== Trecho do texto ==
As dificuldades que começou a enfrentar a economia brasileira, a partir de 1974, e que configurariam logo uma situação recessiva, exacerbaram, como ocorre sempre, as divergências de interesses das classes e grupos sociais, provocando movimentos nas bases de sustentação do Estado e forçando-o progressivamente a buscar medidas de descompressão. À classe operária, que se mobilizava desde 1973, somou-se a intranquilidade crescente da pequena burguesia – que via ameaçados os seus privilégios na esfera do consumo – e da própria burguesia, a qual, no contexto de uma campanha contra a intervenção do Estado na economia, começou a destacar no seu interior os primeiros grupos industriais favoráveis ao controle direto do aparelho estatal, com prescindência da intermediação militar, tendência que se acentuaria à medida que o capital financeiro aumentasse sua pressão, via taxa de juros, para apropriar-se da mais-valia gerada na produção. Nas eleições gerais de 1974, o trânsito das lutas sociais brasileiras da resistência à oposição se concretizaria, unindo-se as forças descontentes para descarregar seus votos, por primeira vez, no único partido legal opositor – o Movimento Democrático Brasileiro (MDB). Configurava-se, assim, uma frente política integrada pela pequena burguesia, setores da burguesia e pela classe operária, e respaldada pela Igreja Católica, que trazia pela mão o movimento sindical rural, o campesinato organizado e as associações populares urbanas, em cuja organização ela tinha investido notável esforço. Desde esse momento, a redemocratização convertia-se numa exigência da luta de classes no país, que o regime militar podia aspirar a moderar e dirigir, mas não tinha mais condições para impedir.
===
== Dados de origem ==
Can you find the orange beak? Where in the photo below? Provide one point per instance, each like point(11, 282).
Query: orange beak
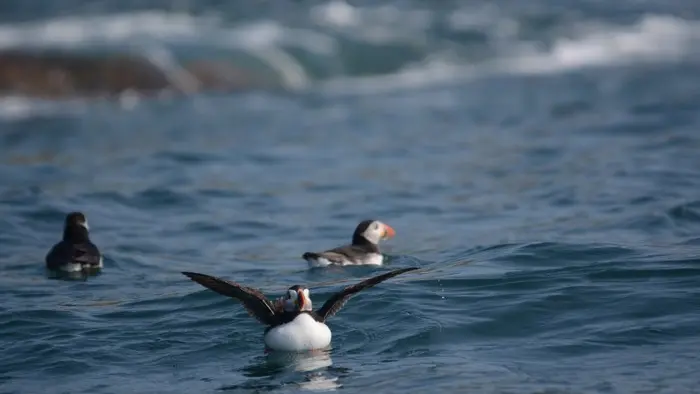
===
O trecho sobre a crise econômica de 1974 confirma cada afirmação a seguir? Responda sim ou não a cada uma, citando as palavras exatas do trecho que decidem.
1. A classe operária já estava mobilizada desde 1973.
2. O regime militar ainda tinha condições de impedir a redemocratização.
3. A frente política formada nas eleições de 1974 contava com o respaldo da Igreja Católica.
Não é preciso consultar as linhas.

1. Sim: "À classe operária, que se mobilizava desde 1973"
2. Não: "mas não tinha mais condições para impedir"
3. Sim: "respaldada pela Igreja Católica"